Written exercise 1 — Can you copy from the plan excerpt, word for word, the part that opens with the words containing "SECTION 6. PARTICIPANT'S" and closes with "SECTION 7. NON-ASSIGNABILITY."?

Article —
◇ ◇ ◇ ◇ ◇

SECTION 6. PARTICIPANT'S RIGHTS UNSECURED

No fund is to be created to meet payment obligations under this Plan, and the
right of a Participant to receive any unpaid portion of any amounts credited to
the Participant's Phantom Stock Account shall be an unsecured claim against the
general assets of the Company.

SECTION 7. NON-ASSIGNABILITY.

The right of a Participant to receive any unpaid portion of any amounts credited
to his or her Phantom Stock Account shall not be assigned, transferred, pledged
or encumbered or be subject in any manner to alienation or anticipation, except
that a Participant may designate, on forms provided by the Company, a
beneficiary to receive benefits under the Plan in the event of such
Participant's death.

SECTION 8. ADMINISTRATION.

The "Administrator" of this Plan shall be the Senior Vice President, Human
Resources of the Company, who shall have authority to adopt rules and
regulations for carrying out the Plan and to interpret and implement the
provisions hereof.

◇ ◇ ◇ ◇ ◇

Material for this exercise —
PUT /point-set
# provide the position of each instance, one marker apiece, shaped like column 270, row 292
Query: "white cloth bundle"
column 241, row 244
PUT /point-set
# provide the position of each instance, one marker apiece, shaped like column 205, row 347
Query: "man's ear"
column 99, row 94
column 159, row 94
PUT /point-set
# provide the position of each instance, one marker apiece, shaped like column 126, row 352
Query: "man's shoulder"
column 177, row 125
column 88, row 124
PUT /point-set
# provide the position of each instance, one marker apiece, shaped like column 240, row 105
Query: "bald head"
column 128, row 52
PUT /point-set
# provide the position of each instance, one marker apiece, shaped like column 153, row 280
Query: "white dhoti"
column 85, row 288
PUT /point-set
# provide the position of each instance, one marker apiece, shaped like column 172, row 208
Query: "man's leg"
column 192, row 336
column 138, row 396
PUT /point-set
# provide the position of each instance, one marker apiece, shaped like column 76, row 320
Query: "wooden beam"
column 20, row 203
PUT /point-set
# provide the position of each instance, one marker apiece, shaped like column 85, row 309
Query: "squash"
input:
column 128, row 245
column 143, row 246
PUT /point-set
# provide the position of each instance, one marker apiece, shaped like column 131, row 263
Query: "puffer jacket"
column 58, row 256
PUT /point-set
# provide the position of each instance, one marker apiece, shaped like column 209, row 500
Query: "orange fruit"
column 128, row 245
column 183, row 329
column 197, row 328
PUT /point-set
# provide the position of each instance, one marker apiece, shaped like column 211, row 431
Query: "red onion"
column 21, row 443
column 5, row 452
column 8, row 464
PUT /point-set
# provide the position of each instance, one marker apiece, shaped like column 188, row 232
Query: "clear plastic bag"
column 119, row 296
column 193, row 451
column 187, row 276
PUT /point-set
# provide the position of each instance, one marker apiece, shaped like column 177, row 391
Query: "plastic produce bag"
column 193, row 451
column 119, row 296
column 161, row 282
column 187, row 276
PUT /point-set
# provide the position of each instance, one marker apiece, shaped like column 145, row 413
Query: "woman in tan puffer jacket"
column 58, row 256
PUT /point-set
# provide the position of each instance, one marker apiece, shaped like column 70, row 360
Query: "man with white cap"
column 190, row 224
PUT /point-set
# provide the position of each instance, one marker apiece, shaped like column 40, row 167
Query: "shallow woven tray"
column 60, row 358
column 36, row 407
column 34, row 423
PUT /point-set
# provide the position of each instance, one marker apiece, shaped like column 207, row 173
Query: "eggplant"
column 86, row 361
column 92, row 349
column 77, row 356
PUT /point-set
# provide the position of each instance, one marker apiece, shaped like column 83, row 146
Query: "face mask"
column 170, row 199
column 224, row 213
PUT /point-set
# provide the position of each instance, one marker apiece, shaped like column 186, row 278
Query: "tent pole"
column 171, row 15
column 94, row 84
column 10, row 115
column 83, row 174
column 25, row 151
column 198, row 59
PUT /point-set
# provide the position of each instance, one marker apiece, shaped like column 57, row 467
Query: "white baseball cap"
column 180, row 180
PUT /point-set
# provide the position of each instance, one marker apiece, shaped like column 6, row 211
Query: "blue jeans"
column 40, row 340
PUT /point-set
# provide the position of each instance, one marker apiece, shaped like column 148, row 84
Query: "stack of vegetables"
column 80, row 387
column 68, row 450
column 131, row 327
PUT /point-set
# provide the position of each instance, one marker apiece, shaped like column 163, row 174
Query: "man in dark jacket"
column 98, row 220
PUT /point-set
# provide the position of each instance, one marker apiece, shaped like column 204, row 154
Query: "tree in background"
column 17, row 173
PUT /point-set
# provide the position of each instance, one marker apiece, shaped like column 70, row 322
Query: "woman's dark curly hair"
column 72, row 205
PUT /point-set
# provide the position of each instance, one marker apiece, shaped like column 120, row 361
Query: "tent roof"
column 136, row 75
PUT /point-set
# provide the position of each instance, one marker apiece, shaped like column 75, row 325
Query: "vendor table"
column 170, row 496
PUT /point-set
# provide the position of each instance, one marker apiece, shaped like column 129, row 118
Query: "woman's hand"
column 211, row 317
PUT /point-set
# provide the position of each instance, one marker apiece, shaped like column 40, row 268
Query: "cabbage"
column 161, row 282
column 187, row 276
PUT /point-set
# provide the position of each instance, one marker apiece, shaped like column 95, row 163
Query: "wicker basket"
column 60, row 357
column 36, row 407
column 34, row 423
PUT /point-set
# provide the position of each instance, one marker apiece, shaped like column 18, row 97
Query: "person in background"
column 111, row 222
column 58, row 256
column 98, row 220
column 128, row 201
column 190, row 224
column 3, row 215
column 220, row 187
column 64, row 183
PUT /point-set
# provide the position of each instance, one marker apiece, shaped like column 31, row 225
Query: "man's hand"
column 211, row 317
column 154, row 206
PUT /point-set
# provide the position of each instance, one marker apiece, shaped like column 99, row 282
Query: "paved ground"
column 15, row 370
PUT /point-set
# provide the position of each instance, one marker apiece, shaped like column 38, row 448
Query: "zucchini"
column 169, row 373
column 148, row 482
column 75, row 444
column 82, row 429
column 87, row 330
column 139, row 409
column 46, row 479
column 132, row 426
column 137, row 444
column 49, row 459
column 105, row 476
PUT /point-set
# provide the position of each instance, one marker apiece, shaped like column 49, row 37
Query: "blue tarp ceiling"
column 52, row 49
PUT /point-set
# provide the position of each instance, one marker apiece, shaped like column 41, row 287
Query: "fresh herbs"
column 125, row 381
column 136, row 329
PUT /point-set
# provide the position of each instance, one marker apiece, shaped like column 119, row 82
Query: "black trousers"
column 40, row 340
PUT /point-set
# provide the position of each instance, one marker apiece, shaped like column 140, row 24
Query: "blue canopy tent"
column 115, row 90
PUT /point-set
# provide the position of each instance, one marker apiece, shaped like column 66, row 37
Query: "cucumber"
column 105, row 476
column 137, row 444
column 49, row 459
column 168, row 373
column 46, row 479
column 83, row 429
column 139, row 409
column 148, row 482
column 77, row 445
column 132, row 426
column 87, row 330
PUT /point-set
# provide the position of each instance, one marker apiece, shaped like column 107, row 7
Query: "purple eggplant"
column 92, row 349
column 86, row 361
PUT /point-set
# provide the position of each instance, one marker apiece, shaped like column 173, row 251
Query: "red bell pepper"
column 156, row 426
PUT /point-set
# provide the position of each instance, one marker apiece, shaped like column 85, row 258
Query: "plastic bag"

◇ ◇ ◇ ◇ ◇

Written exercise 2 — Could you arrange the records above as a numbered list, from the first line of the records through the line containing "column 88, row 124", both included and with blank lines left out?

Worked solution 1 —
SECTION 6. PARTICIPANT'S RIGHTS UNSECURED

No fund is to be created to meet payment obligations under this Plan, and the
right of a Participant to receive any unpaid portion of any amounts credited to
the Participant's Phantom Stock Account shall be an unsecured claim against the
general assets of the Company.

SECTION 7. NON-ASSIGNABILITY.

Worked solution 2 —
1. PUT /point-set
2. # provide the position of each instance, one marker apiece, shaped like column 270, row 292
3. Query: "white cloth bundle"
4. column 241, row 244
5. PUT /point-set
6. # provide the position of each instance, one marker apiece, shaped like column 205, row 347
7. Query: "man's ear"
8. column 99, row 94
9. column 159, row 94
10. PUT /point-set
11. # provide the position of each instance, one marker apiece, shaped like column 126, row 352
12. Query: "man's shoulder"
13. column 177, row 125
14. column 88, row 124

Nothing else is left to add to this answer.